Could you give back the records exactly, taking out the pictures?
(DATASET ENTRIES Opens)
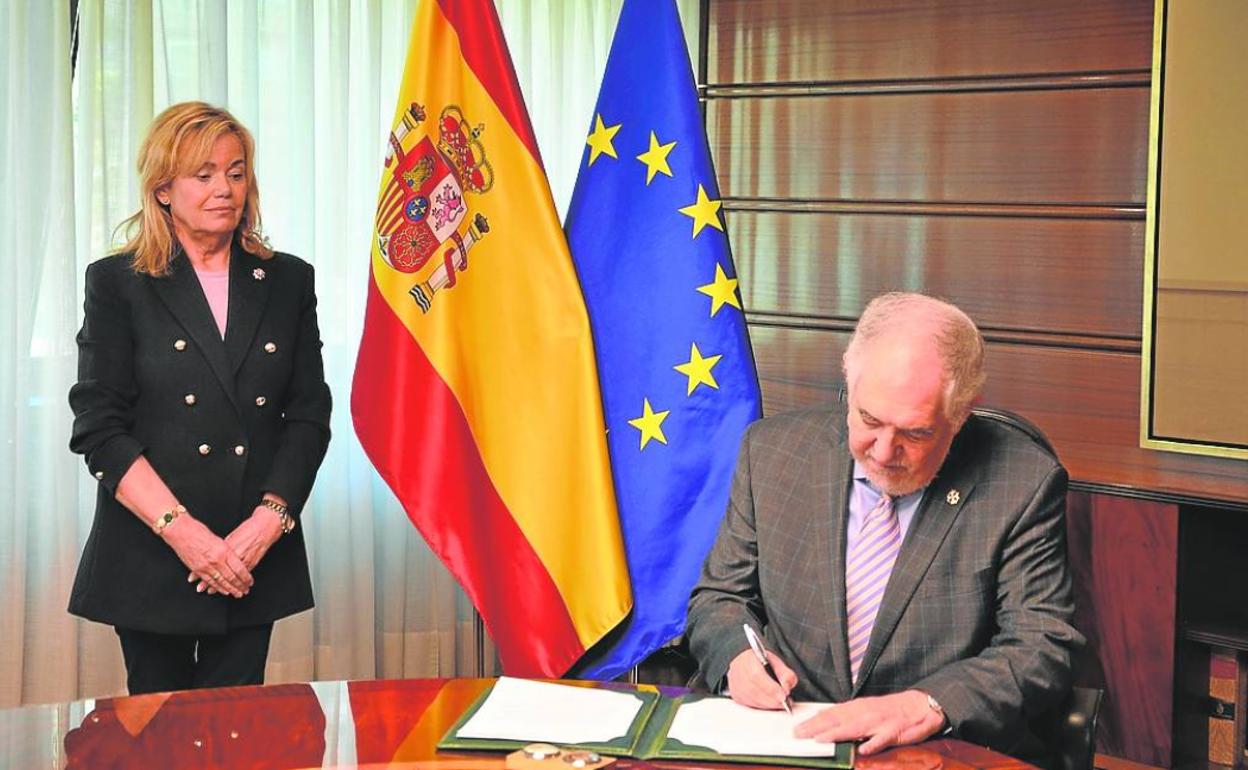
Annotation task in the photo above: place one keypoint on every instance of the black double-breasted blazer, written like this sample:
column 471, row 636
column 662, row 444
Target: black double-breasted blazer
column 221, row 421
(DATASET ENTRIES Closes)
» **REPLY**
Annotation task in the photo above: place one keypoint on every instance of the black double-breasted blazer, written like this sample:
column 471, row 636
column 662, row 444
Target: black double-breasted blazer
column 221, row 421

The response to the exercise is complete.